◆ Task instructions
Print the records exactly and in full, please; the pictures stay out.

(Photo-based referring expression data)
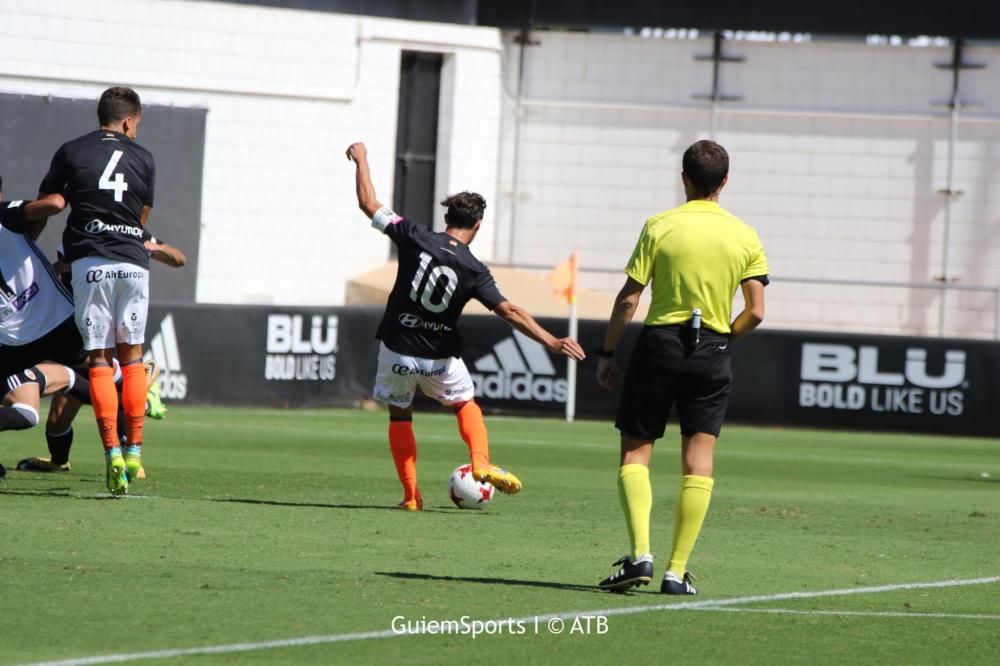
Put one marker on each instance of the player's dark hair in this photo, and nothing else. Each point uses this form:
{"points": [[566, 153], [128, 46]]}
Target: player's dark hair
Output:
{"points": [[117, 104], [464, 209], [706, 164]]}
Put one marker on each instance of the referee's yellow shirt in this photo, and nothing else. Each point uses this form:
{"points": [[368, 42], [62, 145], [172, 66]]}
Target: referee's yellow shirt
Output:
{"points": [[695, 256]]}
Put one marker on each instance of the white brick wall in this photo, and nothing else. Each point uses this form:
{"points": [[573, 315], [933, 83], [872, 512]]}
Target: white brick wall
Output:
{"points": [[837, 158], [837, 152], [286, 92]]}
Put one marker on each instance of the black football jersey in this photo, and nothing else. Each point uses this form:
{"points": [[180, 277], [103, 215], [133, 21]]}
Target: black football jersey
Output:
{"points": [[437, 276], [106, 178]]}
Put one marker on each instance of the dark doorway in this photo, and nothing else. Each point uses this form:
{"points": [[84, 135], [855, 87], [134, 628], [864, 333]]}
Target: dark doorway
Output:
{"points": [[416, 136]]}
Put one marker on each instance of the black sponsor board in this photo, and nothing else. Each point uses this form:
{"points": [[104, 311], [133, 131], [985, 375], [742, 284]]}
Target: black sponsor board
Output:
{"points": [[301, 356], [928, 385], [265, 356]]}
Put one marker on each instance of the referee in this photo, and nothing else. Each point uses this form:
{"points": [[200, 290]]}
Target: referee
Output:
{"points": [[694, 257]]}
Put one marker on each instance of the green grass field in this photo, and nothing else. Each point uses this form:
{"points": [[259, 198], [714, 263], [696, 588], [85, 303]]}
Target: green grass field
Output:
{"points": [[268, 525]]}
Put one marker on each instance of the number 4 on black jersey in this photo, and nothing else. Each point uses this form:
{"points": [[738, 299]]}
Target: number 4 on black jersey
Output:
{"points": [[107, 178]]}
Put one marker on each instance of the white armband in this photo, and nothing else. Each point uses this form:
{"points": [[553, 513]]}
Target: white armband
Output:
{"points": [[383, 217]]}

◆ Solved problem
Put one marker on each instance of the player's dark hair in this photo, and nothing else. Each point uses this form:
{"points": [[566, 153], [128, 46]]}
Target: player's dark hair
Output:
{"points": [[117, 104], [464, 209], [706, 164]]}
Put one marker on each instance of the referee's yellow shirt in this photo, and nothing else. Each point uses this form:
{"points": [[368, 42], [62, 145], [172, 66]]}
Target: referee's yellow shirt
Output:
{"points": [[695, 256]]}
Put one marker on each instance of the white brick wall in this photo, and nothing else. Each point uses this form:
{"points": [[573, 315], [933, 83], [872, 512]]}
Target: white brick wall
Output:
{"points": [[837, 158], [837, 152], [286, 92]]}
Put one marker on each instance of the black football jersey in this photo, and nothing else. Each point uses this form:
{"points": [[180, 277], [103, 215], [133, 21]]}
Target: black football jersey
Output:
{"points": [[437, 276], [106, 178]]}
Put one marker on each instance of the dark doorway in this photo, and nothing else. Each point uses this form:
{"points": [[84, 135], [855, 87], [134, 628], [864, 333]]}
Target: dark doorway
Output:
{"points": [[416, 136]]}
Put one marker on each instance of the black sponsor board in this photo, and nothing else. Each point uses this form:
{"points": [[104, 311], [133, 131], [985, 375], [742, 284]]}
Target: black sponsor board
Output:
{"points": [[301, 356], [928, 385], [265, 356]]}
Put one marker on each instance of the referee in this photo, and nothing else. Each point uses this form:
{"points": [[200, 290]]}
Target: referee
Output:
{"points": [[694, 257]]}
Put one marker on each instance of the green grass field in this photo, and nothing else. Each point uses this form:
{"points": [[259, 198], [714, 263], [696, 588], [85, 303]]}
Target: green grass field
Output:
{"points": [[268, 525]]}
Put one marker on each instance of the number 4 on black jersey in this photo, and nothing else. Each point uses this form:
{"points": [[738, 299]]}
Target: number 4 on black jersey
Output:
{"points": [[107, 178]]}
Put one marker on each instance of the white armband in this photo, and nothing else. Each point uses this form:
{"points": [[553, 513]]}
Target: white armband
Output:
{"points": [[383, 217]]}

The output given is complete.